**Required work:**
When you write out the entries, keep every line exactly as it appears.
BEGIN
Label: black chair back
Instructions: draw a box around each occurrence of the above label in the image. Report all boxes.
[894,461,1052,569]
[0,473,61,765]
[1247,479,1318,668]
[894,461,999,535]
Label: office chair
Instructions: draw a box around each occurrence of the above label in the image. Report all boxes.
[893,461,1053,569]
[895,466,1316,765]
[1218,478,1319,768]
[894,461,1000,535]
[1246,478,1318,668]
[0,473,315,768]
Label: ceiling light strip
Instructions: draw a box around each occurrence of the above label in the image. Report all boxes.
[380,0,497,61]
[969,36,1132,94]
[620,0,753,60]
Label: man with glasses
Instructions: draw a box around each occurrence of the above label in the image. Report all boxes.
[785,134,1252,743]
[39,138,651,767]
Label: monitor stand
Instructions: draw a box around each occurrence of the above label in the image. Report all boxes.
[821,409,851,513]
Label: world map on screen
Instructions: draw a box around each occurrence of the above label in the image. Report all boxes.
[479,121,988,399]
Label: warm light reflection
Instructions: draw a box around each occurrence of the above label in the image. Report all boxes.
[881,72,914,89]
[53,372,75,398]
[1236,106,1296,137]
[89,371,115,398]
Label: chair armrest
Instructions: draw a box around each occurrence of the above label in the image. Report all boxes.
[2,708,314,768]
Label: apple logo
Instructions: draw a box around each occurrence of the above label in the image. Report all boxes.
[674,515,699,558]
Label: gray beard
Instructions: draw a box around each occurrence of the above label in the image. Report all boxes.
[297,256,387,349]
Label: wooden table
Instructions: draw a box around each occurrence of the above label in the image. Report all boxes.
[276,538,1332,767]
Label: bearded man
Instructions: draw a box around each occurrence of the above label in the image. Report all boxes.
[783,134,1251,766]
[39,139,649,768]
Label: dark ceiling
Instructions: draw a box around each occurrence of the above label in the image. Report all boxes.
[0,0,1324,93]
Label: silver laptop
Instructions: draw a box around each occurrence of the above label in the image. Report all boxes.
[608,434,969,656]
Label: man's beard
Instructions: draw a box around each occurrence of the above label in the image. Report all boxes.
END
**Expected answer:**
Label: black chair back
Instructions: draw a box around each occurrence of the above label in the image. Report all boxes.
[894,461,1052,569]
[0,473,61,765]
[1247,479,1318,668]
[894,461,999,535]
Label: office chair
Instructions: draw a box around each occurrence of the above label in the image. Report all boxes.
[893,461,1053,569]
[895,466,1316,765]
[1218,478,1319,768]
[894,461,1000,535]
[1246,478,1318,668]
[0,473,315,768]
Label: ceiling light strip
Instructions: draw a box around each occurrence of the above label in the image. Report all boxes.
[380,0,497,61]
[969,36,1132,94]
[620,0,753,60]
Label: man with glasses
Instructions: draw a box around each occurrence of the above label in the image. Report all boxes.
[785,134,1252,743]
[39,138,651,767]
Label: monitor stand
Instructions: draw a box around each occurrence of the above label in the image. Report all boxes.
[821,409,851,513]
Label: world map on screen
Instructions: draw a box around each occurrence of the above label in the image. Report all boxes.
[479,121,988,399]
Label: warm light reflection
Instructions: draw a box around each occurrence of the above label in the image. Report all boxes.
[881,72,914,89]
[53,372,75,398]
[1236,106,1296,137]
[89,371,115,398]
Label: chair armrest
Instructions: draw a box around each occurrence of the above label in the image. Report all boxes.
[2,708,314,768]
Label: apple logo
Instructions: draw a box around each occurrence of the above label in the image. Report all boxes.
[674,515,699,558]
Label: gray beard
Instructions: draw a box around each occurrence of the above label in the image. Report all boxes.
[297,256,387,349]
Label: wooden table
Instructions: draw a box around each occurrence of the above label in the image. Report all boxes.
[276,538,1332,767]
Label: bearded man
Instructions: draw a box around each occurrence of the above label in the image. Report all boxes.
[783,134,1251,766]
[39,139,649,768]
Label: dark ceiling
Instructions: draw a box around each occurrence of the above label in the image. Report all boxes.
[0,0,1324,93]
Label: silver laptop
Instructions: draw a box around each occurrence of the above label in the image. Report all boxes.
[608,434,969,656]
Label: man's beard
Instructions: draw a box around each occurrence of the above label in the image. Report all boxes.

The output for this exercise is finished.